What the task requires =>
Please copy out every line of the data word for word.

Supplied records =>

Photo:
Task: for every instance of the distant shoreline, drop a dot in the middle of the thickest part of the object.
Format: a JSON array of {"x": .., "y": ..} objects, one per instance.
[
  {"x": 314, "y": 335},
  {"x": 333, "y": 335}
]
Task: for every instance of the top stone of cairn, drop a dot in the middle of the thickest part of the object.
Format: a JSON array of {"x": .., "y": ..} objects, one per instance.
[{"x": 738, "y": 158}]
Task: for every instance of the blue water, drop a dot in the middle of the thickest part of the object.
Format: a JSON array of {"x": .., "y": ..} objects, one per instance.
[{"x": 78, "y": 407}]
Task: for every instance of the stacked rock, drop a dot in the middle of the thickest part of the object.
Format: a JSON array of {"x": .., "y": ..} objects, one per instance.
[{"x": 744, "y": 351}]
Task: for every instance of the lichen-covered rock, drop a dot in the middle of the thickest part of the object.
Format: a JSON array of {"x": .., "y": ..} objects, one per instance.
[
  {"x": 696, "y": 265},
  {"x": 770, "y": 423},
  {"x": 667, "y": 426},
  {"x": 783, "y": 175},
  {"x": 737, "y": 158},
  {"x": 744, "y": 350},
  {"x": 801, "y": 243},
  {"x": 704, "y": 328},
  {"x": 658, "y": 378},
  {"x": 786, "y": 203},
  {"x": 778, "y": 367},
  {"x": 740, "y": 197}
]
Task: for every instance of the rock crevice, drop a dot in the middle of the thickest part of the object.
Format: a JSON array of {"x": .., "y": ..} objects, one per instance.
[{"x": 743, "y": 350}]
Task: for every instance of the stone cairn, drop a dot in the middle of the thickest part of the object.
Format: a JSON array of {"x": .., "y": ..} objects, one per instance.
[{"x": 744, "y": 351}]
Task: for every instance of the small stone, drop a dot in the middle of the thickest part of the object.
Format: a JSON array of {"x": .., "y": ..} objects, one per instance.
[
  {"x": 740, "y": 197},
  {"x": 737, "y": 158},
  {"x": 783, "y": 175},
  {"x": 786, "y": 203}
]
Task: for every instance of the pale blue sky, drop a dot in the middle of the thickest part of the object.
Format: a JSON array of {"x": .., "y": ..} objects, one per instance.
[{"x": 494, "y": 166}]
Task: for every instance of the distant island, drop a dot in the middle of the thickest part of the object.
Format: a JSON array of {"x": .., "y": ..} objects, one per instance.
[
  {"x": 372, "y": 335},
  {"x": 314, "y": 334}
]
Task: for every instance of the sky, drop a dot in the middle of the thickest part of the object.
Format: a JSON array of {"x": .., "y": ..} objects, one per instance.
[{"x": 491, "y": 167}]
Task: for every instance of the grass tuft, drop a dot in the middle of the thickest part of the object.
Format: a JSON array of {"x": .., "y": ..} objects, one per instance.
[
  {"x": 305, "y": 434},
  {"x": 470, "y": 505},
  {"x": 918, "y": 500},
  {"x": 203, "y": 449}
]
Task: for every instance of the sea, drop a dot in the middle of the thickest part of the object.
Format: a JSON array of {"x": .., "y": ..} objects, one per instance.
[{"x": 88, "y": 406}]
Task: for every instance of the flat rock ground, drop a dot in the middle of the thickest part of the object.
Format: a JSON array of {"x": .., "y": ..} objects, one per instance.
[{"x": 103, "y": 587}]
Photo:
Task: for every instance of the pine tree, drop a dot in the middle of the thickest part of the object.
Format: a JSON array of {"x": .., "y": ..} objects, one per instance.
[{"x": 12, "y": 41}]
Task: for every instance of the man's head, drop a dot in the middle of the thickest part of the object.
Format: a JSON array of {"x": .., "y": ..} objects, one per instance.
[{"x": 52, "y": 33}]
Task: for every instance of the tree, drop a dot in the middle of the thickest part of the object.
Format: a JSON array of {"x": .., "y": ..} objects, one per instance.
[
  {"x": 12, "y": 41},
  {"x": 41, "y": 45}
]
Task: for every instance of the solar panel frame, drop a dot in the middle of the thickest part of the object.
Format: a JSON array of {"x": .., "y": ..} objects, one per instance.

Solution for this problem =>
Photo:
Task: for every instance of the distant shoreline, drop a dot in the middle of the thickest part of the object.
Format: a JSON array of {"x": .., "y": ..} objects, one per instance.
[
  {"x": 314, "y": 335},
  {"x": 333, "y": 335}
]
Task: for every instance of the top stone of cairn, drop a dot in the middle of the thickest part of the object.
Format: a JSON array of {"x": .., "y": ..} objects, one per instance.
[{"x": 738, "y": 158}]
Task: for every instance of the blue water, drop a dot in the middle of the thickest part of the object.
Format: a JSON array of {"x": .., "y": ..} objects, one per instance.
[{"x": 78, "y": 407}]
Task: for every instance of the stacked rock, drop a dot in the middle of the thickest part of the object.
Format: a JSON array of {"x": .., "y": ..} objects, one per instance.
[{"x": 744, "y": 351}]
Task: for every instance of the lichen-covered rock, drop a dot in the middle of the thickest part of the object.
Format: a JSON array of {"x": .., "y": ..} objects, one per instance.
[
  {"x": 696, "y": 265},
  {"x": 770, "y": 423},
  {"x": 667, "y": 426},
  {"x": 783, "y": 175},
  {"x": 737, "y": 158},
  {"x": 744, "y": 350},
  {"x": 801, "y": 243},
  {"x": 704, "y": 328},
  {"x": 658, "y": 378},
  {"x": 786, "y": 203},
  {"x": 778, "y": 367},
  {"x": 740, "y": 197}
]
Task: for every instance of the rock crevice, drop a dot in the middle of the thickest part of the object.
Format: a JSON array of {"x": .., "y": ..} objects, one per instance.
[{"x": 743, "y": 350}]
Task: for every instance of the stone cairn, drop a dot in the middle of the thickest part of the object.
Format: a JSON array of {"x": .., "y": ..} objects, one per instance.
[{"x": 744, "y": 351}]
Task: for every instance of the small stone, drop a dot in the middle of the thickest part of the object.
Format: a JSON array of {"x": .., "y": ..} objects, one per instance.
[
  {"x": 740, "y": 197},
  {"x": 737, "y": 158},
  {"x": 783, "y": 175},
  {"x": 786, "y": 203}
]
Task: for every instance of the pale blue sky, drop a dot in the middle of the thickest part of the object.
Format: a JSON array of {"x": .., "y": ..} objects, one per instance.
[{"x": 494, "y": 166}]
Task: for every instance of the distant island, drop a dot in the middle of the thickest part of the object.
Format: a JSON array of {"x": .., "y": ..} objects, one per instance.
[
  {"x": 372, "y": 335},
  {"x": 314, "y": 334}
]
Task: for every instance of the sky, drop a dot in the middle of the thickest part of the object.
Format: a JSON array of {"x": .., "y": ..} objects, one per instance.
[{"x": 491, "y": 167}]
Task: for every instance of the grass tuft, drop a dot in the middle of the thickest part of the object.
Format: a JSON array of {"x": .., "y": ..} objects, one per instance.
[
  {"x": 305, "y": 434},
  {"x": 470, "y": 505},
  {"x": 918, "y": 500},
  {"x": 203, "y": 449}
]
Task: for every instance of the sea, drop a dot in the middle of the thickest part of the object.
Format: a JSON array of {"x": .., "y": ..} objects, one per instance.
[{"x": 88, "y": 406}]
Task: for every instance of the flat rock ground, drop a dot in the middle of the thickest part of the object.
Format: a JSON array of {"x": .., "y": ..} objects, one per instance.
[{"x": 103, "y": 587}]
Photo:
Task: for every instance of the pine tree, drop a dot in the middle of the thickest part of the object.
Format: a JSON array of {"x": .., "y": ..} objects, one per instance.
[{"x": 12, "y": 41}]
Task: for every instance of the man's head, drop a dot in the middle of the thickest part of the object.
Format: a JSON array of {"x": .., "y": ..} objects, one per instance.
[{"x": 52, "y": 33}]
Task: for every instance of the tree, drop a dot in the middle of the thickest part of the object.
Format: a JSON array of {"x": .., "y": ..} objects, one per instance.
[
  {"x": 12, "y": 41},
  {"x": 41, "y": 45}
]
Task: for every instance of the solar panel frame, drop a dot in the middle of the thickest part of the object.
Format: a JSON array of {"x": .., "y": ..} objects, one per instance.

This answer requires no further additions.